# Lathe help and thread help.



## jamie.91 (Aug 13, 2015)

Hi guys, I'm jamie, been a member a while now. I'm 24 and I live in the UK.
I've FINALLY got myself a lathe 

I managed to snag an atlas series 3000 for £200 or about 310USD.

The guy I bought it from took the power feed off to repair two bad gears for the screw cutting. He couldn't find the parts and gave up so it came to me in pieces! 
If anyone has any info regarding how to rebuild it and where to buy parts of be grateful!

Next question, does anyone know the thread sizes for the surefire P/C/Z range? (Head and tail)
And the thread sizes for D cell maglites, I'd love to make a 1D shorty!

I'm struggling a bit with thread cutting, especially seen as I need to rebuild the thread cutting gearbox part of the lathe.

If anyone has any good info on cutting said thread sizes I'd appreciate that!

I'd also appreciate any tips on checking/adjusting the chuck to make as true as possible.

My first project is to melt some copper into an home made cast and hopefully make some copper rod to make my own P60 mule for my 6p work light so if anyone has made their own copper rod I'm all ears

I hope this is in the right section and sorry for all the questions

Thanks
Jamie


----------



## jamie.91 (Aug 13, 2015)

Here's a pic from the original owners manual that came with it.


----------



## jamie.91 (Aug 13, 2015)

■ Exercise set:
a – Three questions on the lathe forum thread:
(i) Which lathe did jamie.91 buy, and for how many pounds?
(ii) What had the previous owner taken off the lathe, and for what purpose?
(iii) What does the poster hope to make from the home-made copper rod?
b – Could you carry the lathe forum thread on from the point where it stops?

■ Listed entries:
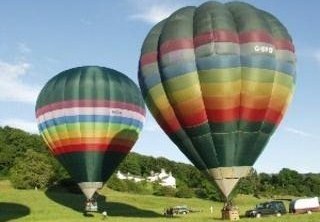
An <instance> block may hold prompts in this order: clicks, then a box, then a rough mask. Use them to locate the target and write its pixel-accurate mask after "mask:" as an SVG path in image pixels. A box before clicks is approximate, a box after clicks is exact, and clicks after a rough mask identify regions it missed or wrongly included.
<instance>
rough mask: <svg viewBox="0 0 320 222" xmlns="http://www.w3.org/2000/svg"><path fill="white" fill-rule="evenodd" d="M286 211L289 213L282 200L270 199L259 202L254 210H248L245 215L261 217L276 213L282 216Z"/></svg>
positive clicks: (277, 215)
mask: <svg viewBox="0 0 320 222" xmlns="http://www.w3.org/2000/svg"><path fill="white" fill-rule="evenodd" d="M285 213H287V210H286V207H285V205H284V203H283V202H282V201H268V202H264V203H260V204H258V205H257V206H256V208H255V209H253V210H248V211H246V213H245V215H246V216H247V217H261V216H267V215H276V216H277V217H280V216H281V215H283V214H285Z"/></svg>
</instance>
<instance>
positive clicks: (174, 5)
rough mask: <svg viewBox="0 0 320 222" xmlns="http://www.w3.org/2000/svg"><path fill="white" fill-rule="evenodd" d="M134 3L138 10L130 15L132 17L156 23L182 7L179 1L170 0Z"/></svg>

■ Answer list:
a –
(i) An atlas series 3000, for £200.
(ii) The power feed, to repair two bad gears for the screw cutting.
(iii) A P60 mule for a 6p work light.

b –
And here's a quick pic just as I got it home, no cross slide on or tail stock in the


----------



## NoNotAgain (Aug 14, 2015)

Boat loads of Atlas lathe parts on eBay.


----------



## jamie.91 (Aug 14, 2015)

nothing on UK ebay I'll have a look on US ebay


----------



## DrafterDan (Aug 15, 2015)

If I recall, there is at least one post in here regarding threading. I remember asking for help myself a couple years ago when I was still learning. I still am leaning, of course! 
I also looked up threading videos on YouTube.


----------



## DrafterDan (Aug 15, 2015)

I tried posting a link from my phone, but it didn't Work. 
On a search on here for "common dimensions" and you'll find it. 
Good luck with the lathe, it will be interesting to see what you start creating when you get it up and running


----------



## precisionworks (Aug 15, 2015)

NoNotAgain said:


> Boat loads of Atlas lathe parts on eBay.




Second that. Atlas made about a kazillion of those & parts should be available for a long time on eBay USA.

Or, if you know pitch diameter, bore, thickness, etc., there should be a custom gear shop somewhere in the UK that will make the gear. Figure $100-$250 USD per gear. Custom cut gears get expensive in a hurry.


----------



## jamie.91 (Aug 16, 2015)

Thanks for the replies guys! 

I'll have a look on eBay USA, hopefully I'll get this thing back together.

Luckily I can still use it for cutting and stuff just no power feed.

My first project is I'm going to have a go at "smelting". I have some copper I'd like to melt down and pour into an home made cast and "try" to make some short copper rod that I can turn in the lathe and make a P60 mule drop in  wish me luck [emoji14]


----------



## precisionworks (Aug 16, 2015)

Ebay UK has a listing for Atlas Change Gear Set. I know nothing about this but it may (or may not) be what you want:
http://www.ebay.co.uk/itm/Atlas-Cra...e-Gears-Set-/121727597550?hash=item1c5787bbee
A number of other items are for sale on eBay UK for your machine.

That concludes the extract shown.